## The exercise
Transcribe the records exactly from the line with "Mark every instance of the field" to the end, both included.

## Records from a data collection
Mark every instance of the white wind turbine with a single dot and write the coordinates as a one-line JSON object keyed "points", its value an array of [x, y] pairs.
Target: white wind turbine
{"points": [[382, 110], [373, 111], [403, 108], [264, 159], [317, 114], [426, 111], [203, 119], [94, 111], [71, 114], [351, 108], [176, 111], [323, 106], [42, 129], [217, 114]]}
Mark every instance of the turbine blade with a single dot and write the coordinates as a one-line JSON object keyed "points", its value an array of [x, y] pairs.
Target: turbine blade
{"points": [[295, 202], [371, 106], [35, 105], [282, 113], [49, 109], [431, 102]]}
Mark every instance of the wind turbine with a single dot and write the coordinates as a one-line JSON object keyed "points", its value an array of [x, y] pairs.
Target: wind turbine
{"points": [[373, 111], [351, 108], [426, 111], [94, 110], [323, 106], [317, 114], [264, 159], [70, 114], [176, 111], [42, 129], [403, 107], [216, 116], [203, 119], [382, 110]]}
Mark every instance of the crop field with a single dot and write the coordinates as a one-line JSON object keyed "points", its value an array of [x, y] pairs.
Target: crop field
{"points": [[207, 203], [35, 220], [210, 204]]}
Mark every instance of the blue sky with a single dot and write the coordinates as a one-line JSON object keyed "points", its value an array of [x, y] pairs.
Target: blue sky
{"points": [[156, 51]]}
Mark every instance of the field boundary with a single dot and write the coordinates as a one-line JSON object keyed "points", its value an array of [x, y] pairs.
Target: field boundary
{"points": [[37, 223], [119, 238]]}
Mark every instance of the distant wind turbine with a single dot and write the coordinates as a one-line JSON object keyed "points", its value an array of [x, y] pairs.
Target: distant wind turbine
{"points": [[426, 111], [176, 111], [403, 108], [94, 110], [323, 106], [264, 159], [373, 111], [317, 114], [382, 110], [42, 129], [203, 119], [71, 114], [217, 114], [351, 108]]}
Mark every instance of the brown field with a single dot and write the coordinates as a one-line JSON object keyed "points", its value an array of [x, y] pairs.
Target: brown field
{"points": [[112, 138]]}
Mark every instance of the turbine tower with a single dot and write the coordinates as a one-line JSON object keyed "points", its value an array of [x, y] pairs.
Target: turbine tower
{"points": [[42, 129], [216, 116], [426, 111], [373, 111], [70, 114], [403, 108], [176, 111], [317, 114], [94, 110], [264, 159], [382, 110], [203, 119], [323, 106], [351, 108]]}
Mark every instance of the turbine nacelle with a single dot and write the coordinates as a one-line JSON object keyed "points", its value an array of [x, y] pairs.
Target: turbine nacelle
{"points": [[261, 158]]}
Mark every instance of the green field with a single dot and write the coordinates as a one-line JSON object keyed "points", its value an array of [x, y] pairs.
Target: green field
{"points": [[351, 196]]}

## Worked solution
Mark every instance of the field boundary with a single dot and write the coordinates as a one-line JSON object keyed "points", its value an array of [x, y] pairs.
Target: field boundary
{"points": [[37, 223], [119, 238]]}
Mark every instance of the distant wind turbine with a single dot and write the coordinates as a one-line JSON object keyed "points", its value an array of [x, y] pairs.
Target: distant wind turbine
{"points": [[426, 111], [176, 111], [403, 108], [94, 110], [323, 106], [264, 159], [373, 111], [317, 114], [382, 110], [42, 129], [203, 119], [71, 114], [217, 114], [351, 108]]}
Mark every instance of the brown field with a single dot and write the coordinates as a one-line JSON object keyed "points", its value an array of [x, y] pairs.
Target: brown field
{"points": [[112, 138]]}
Mark every instance of the turbine tower with a single dot and write the coordinates as a one-line JSON object keyed "points", its value an array of [x, y] pairs.
Target: turbine tower
{"points": [[42, 129], [216, 116], [426, 111], [373, 111], [70, 114], [403, 108], [176, 111], [317, 114], [94, 110], [264, 159], [382, 110], [203, 119], [323, 106], [351, 108]]}
Mark every instance of the turbine nacelle with a single dot and write the coordinates as a one-line JSON object keyed "points", its value an array of [x, y] pairs.
Target: turbine nacelle
{"points": [[261, 158]]}
Mark every instance of the green field with a single dot and write the coordinates as a one-line JSON object keyed "points", its value an array of [x, y] pairs.
Target: green field
{"points": [[351, 196]]}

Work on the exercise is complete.